EXERCISE AIM: Print the rows from the line containing "Please mark the region of every instance of the dark" through the line containing "[[[26,112],[42,106],[41,80],[37,72],[0,78],[0,146],[23,126]]]", both included, reproducing each line unchanged and nothing else.

# ENTRIES SUPPLIED start

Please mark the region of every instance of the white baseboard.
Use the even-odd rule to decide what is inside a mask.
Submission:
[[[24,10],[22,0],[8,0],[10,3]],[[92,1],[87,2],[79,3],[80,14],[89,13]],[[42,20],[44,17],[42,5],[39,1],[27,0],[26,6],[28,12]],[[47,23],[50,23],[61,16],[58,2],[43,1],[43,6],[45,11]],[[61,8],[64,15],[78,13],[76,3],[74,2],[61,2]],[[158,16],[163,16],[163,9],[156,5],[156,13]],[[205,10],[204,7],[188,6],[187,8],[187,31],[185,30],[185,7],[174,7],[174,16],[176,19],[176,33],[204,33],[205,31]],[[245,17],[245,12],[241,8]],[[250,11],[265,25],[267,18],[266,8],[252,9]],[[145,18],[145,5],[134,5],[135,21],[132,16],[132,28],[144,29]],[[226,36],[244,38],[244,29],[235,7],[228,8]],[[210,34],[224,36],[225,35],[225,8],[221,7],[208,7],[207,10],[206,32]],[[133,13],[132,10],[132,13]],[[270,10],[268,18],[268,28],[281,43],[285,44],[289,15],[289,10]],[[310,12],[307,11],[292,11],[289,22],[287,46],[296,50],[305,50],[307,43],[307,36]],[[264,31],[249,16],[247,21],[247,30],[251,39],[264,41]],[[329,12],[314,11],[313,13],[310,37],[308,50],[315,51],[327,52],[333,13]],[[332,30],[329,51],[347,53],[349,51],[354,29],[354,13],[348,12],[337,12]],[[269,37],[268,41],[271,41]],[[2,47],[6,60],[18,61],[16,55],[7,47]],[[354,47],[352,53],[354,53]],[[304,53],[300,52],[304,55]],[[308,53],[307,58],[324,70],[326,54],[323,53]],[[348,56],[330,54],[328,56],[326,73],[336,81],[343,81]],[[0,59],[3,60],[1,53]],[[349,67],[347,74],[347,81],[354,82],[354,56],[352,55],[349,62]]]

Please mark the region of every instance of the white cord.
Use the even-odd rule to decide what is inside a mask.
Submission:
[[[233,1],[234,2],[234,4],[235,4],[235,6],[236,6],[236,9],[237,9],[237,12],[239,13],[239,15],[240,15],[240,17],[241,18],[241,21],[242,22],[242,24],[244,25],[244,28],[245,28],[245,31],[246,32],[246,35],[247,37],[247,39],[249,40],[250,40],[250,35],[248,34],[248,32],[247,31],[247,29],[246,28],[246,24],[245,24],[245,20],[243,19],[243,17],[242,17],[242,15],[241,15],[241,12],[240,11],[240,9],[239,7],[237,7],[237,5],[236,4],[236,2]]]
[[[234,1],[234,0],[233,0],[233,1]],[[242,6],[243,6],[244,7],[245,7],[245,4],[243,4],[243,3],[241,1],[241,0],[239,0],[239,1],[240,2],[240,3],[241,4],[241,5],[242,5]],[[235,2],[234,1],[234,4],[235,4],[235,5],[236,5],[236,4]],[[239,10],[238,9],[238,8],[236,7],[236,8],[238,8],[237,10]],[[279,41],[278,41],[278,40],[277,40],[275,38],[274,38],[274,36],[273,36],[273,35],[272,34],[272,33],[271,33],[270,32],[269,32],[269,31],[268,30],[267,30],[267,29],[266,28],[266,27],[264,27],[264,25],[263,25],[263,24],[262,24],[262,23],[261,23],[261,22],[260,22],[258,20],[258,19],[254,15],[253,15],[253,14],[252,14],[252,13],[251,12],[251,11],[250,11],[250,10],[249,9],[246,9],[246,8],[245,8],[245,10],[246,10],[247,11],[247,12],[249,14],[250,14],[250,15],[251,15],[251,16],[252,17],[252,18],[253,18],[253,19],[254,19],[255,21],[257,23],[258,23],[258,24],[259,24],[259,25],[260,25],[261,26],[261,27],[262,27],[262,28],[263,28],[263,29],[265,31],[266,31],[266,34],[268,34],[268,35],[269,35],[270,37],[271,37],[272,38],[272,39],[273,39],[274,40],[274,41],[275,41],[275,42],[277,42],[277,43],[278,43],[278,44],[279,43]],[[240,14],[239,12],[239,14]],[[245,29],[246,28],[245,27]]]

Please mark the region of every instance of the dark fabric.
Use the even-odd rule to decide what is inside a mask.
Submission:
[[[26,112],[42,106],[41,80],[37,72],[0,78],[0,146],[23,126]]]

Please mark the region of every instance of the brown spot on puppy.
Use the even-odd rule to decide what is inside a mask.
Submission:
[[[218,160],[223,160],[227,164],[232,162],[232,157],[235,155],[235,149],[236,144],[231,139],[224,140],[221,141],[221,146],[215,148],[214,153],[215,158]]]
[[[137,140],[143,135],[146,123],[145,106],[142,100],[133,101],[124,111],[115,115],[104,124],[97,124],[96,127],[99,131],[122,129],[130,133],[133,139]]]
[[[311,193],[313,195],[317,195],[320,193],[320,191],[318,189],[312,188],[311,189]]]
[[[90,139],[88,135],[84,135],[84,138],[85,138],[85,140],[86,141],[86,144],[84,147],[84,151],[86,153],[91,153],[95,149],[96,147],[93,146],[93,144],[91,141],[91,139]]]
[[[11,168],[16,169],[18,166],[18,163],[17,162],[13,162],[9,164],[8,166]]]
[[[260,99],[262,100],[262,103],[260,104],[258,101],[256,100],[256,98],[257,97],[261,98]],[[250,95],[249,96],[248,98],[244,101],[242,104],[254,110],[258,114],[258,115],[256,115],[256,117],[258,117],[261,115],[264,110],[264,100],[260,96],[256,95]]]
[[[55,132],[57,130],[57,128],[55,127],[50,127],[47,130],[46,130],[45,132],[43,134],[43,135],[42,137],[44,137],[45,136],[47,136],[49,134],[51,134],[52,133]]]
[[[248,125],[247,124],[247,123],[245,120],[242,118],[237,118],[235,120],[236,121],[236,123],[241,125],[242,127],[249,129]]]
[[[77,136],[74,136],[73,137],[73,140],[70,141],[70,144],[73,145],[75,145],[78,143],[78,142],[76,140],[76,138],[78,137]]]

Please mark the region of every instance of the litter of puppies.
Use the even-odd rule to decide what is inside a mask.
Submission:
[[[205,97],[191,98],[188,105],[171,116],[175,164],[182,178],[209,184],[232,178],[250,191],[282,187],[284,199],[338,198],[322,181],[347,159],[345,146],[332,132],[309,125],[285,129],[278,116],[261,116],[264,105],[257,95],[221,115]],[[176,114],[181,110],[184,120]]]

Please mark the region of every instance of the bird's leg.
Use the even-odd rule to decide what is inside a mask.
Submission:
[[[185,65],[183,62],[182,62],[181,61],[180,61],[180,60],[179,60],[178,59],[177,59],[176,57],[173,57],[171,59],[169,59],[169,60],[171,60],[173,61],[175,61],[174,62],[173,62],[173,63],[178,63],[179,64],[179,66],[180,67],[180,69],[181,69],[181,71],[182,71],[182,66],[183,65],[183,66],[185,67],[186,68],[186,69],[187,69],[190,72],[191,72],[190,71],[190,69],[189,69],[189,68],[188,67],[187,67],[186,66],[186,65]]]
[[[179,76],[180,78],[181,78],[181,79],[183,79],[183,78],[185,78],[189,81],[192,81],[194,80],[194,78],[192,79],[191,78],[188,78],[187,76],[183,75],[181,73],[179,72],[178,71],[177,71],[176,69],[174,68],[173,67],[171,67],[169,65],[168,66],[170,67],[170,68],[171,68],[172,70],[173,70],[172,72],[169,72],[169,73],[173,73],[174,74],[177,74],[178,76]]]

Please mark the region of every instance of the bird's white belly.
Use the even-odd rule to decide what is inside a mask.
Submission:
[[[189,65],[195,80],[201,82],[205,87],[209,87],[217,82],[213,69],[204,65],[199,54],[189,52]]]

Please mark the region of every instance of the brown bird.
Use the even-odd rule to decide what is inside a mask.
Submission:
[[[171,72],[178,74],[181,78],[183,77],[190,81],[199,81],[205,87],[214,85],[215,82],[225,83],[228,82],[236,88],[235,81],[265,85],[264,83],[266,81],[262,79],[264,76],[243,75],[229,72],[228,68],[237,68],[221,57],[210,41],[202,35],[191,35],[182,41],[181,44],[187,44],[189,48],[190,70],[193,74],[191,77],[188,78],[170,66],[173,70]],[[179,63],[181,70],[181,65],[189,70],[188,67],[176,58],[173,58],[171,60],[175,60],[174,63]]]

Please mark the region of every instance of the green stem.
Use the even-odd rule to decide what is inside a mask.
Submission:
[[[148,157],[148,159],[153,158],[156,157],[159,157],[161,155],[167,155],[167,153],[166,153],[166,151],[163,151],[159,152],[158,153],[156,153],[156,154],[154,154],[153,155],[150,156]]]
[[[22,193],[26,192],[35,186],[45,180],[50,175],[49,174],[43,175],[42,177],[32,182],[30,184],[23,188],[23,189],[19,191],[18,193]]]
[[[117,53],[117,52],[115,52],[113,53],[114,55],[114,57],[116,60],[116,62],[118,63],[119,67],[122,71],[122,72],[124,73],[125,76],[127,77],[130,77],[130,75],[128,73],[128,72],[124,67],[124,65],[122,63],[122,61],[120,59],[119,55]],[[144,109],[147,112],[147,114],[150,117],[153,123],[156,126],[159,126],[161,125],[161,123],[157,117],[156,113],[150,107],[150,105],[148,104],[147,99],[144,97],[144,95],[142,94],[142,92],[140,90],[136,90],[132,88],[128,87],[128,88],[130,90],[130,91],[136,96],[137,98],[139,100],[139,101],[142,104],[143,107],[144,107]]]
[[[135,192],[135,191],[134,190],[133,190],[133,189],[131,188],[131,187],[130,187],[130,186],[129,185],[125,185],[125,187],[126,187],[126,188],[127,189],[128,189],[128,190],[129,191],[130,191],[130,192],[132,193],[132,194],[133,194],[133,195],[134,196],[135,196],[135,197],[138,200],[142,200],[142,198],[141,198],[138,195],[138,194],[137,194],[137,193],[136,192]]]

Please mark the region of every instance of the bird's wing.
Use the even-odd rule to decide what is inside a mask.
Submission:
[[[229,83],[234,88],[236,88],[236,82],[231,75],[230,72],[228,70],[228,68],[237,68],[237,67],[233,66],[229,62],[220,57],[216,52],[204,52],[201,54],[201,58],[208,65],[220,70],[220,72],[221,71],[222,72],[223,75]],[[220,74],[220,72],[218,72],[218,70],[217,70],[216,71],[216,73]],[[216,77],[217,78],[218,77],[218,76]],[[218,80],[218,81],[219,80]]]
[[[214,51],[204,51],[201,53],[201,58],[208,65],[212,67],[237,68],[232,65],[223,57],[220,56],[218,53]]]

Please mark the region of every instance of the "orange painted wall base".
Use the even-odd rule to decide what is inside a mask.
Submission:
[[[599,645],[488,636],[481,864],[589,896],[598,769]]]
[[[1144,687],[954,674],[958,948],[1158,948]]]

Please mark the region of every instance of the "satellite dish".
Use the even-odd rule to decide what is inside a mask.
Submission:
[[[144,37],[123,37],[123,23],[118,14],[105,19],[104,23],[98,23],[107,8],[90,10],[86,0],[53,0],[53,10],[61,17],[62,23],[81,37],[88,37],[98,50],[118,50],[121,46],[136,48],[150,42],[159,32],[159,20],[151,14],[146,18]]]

# ENTRIES SUPPLIED end

ANSWER BELOW:
Please mark the region of every instance of the dark fabric.
Use the even-odd rule to decide what is inside a mask.
Submission:
[[[26,112],[42,106],[41,80],[37,72],[0,78],[0,146],[23,126]]]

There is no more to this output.